▶ [Set exercise]
Gather every line below that contains the string "mask", and copy each such line in full. The match is case-sensitive.

☆ ☆ ☆ ☆ ☆

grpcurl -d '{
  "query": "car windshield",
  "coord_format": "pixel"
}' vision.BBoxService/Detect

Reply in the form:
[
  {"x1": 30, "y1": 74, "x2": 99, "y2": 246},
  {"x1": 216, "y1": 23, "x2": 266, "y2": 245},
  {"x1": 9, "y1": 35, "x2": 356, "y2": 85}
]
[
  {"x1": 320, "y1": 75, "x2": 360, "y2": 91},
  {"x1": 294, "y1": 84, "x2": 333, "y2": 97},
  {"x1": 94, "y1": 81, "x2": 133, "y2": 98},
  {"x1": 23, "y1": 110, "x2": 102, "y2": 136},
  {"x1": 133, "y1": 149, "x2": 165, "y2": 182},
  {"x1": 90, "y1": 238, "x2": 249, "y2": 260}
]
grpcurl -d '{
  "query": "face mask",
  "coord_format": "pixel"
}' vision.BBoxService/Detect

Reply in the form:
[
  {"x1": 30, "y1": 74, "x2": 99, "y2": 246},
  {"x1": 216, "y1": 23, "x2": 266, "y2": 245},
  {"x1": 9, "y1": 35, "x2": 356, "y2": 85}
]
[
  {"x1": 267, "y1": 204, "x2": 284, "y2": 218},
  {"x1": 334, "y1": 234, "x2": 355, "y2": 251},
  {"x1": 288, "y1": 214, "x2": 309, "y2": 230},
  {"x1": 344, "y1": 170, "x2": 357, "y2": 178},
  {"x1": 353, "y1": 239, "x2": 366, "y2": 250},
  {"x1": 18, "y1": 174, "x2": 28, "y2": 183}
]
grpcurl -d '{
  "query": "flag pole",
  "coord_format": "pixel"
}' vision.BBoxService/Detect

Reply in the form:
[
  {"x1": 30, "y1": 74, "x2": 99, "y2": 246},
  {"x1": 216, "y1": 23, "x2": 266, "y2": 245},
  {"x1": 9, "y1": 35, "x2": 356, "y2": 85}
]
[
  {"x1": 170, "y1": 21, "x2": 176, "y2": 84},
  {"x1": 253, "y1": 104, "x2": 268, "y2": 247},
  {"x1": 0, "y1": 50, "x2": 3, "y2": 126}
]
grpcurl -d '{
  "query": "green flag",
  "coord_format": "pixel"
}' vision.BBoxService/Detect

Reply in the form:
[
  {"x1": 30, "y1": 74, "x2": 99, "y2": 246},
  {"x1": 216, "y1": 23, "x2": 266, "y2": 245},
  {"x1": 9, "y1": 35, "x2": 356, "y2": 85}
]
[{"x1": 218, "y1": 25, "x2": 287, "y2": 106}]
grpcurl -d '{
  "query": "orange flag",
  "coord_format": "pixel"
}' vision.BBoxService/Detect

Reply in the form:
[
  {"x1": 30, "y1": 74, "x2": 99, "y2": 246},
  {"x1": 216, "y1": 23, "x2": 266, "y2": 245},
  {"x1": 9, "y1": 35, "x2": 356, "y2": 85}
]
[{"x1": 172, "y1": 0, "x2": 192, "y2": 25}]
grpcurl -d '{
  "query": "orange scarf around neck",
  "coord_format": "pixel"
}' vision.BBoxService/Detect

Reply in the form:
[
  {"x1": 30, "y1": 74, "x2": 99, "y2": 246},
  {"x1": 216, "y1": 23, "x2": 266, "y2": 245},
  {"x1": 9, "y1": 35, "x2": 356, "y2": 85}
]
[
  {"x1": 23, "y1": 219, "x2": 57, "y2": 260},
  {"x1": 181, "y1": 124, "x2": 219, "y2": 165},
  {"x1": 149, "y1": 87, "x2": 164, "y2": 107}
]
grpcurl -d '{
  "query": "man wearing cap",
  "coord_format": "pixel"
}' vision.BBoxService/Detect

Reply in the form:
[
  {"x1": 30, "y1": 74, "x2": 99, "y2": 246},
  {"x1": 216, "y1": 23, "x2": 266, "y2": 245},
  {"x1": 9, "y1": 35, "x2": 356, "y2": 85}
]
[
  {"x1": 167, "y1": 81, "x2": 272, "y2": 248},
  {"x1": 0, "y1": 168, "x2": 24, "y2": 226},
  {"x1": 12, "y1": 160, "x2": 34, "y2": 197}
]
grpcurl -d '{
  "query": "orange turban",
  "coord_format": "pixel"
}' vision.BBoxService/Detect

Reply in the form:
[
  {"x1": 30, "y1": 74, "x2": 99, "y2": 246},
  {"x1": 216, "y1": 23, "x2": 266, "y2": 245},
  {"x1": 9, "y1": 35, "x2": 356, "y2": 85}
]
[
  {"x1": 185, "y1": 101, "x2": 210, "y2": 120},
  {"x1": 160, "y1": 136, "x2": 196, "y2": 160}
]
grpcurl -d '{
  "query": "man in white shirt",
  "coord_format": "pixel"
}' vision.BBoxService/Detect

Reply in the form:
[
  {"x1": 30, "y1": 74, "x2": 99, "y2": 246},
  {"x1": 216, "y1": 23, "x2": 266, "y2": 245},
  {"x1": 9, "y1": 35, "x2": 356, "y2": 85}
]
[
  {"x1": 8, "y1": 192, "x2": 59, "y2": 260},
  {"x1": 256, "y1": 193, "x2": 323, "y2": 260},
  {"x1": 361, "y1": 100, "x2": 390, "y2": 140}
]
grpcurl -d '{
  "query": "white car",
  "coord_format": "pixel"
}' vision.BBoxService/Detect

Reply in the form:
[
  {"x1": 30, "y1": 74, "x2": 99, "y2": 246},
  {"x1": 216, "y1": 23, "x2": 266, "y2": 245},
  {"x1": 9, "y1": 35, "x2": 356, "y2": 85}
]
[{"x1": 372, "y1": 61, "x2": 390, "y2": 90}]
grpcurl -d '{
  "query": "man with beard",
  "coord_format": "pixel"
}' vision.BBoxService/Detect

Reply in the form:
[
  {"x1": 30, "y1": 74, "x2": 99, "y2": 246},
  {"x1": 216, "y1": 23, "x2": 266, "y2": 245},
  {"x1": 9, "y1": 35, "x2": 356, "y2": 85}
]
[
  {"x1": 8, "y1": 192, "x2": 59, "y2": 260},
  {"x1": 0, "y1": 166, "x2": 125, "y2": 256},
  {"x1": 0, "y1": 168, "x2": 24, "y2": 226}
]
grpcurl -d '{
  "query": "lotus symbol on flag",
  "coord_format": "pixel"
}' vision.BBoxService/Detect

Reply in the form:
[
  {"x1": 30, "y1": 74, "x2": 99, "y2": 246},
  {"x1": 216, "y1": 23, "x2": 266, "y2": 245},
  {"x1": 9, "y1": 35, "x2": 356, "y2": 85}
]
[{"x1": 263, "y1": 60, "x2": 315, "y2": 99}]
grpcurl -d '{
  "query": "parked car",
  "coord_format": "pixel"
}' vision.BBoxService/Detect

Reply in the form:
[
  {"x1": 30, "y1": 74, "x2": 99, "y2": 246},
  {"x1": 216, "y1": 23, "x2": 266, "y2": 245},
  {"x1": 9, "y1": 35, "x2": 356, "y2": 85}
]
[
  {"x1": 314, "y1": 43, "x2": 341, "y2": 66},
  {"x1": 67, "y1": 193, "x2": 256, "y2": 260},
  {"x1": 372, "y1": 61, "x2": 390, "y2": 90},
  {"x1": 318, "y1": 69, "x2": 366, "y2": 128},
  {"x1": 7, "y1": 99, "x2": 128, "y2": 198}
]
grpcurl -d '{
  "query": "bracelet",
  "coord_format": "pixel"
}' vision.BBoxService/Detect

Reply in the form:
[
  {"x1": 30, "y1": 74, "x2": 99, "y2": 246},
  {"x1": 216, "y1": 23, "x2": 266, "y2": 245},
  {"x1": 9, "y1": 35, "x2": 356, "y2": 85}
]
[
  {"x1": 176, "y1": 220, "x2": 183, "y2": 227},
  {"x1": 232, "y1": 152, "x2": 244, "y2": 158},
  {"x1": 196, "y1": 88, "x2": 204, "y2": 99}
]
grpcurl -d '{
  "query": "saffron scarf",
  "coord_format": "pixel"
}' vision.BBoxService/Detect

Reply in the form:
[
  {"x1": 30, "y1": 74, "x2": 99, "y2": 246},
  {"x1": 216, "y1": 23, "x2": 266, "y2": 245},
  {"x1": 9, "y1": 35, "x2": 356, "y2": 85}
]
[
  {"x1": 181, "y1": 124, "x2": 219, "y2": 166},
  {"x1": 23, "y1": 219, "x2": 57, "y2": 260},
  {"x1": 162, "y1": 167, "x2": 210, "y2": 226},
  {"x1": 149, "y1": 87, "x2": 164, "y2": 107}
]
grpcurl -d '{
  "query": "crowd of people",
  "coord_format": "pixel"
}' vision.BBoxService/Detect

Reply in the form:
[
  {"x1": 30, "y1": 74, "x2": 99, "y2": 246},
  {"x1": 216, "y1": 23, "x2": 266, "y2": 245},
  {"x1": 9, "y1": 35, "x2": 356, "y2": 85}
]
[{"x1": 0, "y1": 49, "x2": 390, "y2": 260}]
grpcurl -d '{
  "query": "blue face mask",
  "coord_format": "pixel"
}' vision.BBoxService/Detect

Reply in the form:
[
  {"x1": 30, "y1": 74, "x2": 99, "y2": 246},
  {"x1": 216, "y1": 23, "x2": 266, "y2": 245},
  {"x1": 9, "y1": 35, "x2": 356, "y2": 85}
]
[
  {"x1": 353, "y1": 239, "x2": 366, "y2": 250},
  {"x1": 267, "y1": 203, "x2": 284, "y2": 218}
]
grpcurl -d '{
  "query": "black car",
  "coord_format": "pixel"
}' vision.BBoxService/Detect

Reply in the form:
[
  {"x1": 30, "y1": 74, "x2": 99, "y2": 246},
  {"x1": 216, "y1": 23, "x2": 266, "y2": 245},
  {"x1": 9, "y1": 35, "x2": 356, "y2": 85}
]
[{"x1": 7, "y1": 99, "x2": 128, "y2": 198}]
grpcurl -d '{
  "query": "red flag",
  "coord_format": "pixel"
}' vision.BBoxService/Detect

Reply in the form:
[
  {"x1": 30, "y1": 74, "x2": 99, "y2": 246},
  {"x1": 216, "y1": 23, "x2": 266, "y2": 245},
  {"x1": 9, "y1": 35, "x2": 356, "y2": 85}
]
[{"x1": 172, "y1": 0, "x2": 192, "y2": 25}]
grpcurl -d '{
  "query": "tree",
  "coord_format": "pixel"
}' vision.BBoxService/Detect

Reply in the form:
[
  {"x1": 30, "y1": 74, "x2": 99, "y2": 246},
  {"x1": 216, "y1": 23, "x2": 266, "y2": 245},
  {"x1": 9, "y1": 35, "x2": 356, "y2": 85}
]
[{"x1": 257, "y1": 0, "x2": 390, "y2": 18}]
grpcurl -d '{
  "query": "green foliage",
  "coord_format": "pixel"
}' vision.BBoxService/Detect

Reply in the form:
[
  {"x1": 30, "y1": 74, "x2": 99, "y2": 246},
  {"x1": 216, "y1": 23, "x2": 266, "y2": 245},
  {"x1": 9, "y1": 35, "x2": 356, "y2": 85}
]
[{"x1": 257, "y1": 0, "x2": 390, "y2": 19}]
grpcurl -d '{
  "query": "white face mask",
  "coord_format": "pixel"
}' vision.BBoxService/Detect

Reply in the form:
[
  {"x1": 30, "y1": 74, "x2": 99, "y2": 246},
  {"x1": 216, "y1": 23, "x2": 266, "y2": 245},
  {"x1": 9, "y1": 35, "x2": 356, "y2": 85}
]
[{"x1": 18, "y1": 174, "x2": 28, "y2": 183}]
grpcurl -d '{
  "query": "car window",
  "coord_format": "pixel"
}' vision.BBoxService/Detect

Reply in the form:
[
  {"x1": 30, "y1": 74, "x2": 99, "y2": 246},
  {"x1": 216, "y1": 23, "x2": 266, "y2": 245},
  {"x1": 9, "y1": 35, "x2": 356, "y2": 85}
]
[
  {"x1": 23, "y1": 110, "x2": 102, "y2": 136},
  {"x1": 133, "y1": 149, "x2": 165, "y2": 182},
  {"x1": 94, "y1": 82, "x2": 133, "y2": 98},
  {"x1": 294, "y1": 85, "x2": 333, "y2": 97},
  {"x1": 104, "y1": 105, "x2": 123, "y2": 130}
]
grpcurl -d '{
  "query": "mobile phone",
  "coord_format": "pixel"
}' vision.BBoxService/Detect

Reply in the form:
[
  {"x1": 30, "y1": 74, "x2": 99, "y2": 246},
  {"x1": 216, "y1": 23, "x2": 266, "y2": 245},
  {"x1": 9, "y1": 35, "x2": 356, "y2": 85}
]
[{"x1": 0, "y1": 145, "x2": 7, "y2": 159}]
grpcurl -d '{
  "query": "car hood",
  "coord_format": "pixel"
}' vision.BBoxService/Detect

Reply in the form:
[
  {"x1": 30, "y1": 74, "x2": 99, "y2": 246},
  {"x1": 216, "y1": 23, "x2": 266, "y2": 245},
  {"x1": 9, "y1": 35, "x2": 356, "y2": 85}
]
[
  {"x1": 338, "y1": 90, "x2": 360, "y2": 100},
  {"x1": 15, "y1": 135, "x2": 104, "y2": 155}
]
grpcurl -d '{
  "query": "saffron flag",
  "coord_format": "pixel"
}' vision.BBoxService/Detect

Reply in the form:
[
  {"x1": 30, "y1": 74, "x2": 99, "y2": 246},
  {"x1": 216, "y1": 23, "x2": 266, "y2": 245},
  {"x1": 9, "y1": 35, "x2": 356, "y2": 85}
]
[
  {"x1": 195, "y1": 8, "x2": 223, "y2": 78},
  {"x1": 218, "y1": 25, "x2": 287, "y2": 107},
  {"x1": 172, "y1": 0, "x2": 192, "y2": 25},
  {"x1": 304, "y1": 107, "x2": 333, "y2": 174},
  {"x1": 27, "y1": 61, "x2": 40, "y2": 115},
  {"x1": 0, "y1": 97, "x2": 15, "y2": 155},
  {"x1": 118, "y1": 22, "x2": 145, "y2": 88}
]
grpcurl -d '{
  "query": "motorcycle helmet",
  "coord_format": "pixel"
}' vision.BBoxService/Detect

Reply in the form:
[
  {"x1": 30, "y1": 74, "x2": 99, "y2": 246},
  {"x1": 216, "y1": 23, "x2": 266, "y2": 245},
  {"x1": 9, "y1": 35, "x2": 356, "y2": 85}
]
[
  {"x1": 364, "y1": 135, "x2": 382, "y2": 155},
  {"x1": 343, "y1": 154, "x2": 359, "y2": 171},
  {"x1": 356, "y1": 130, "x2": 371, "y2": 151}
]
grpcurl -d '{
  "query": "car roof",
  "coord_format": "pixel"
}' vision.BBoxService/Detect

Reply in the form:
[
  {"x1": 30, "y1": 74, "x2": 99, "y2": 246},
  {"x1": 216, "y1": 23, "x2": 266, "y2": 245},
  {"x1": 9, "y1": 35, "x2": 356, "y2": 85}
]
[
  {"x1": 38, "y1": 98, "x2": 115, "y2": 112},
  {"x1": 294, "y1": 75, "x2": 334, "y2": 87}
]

☆ ☆ ☆ ☆ ☆

▶ [Output for this exercise]
  "query": "face mask",
  "query": "blue face mask",
  "query": "white face mask",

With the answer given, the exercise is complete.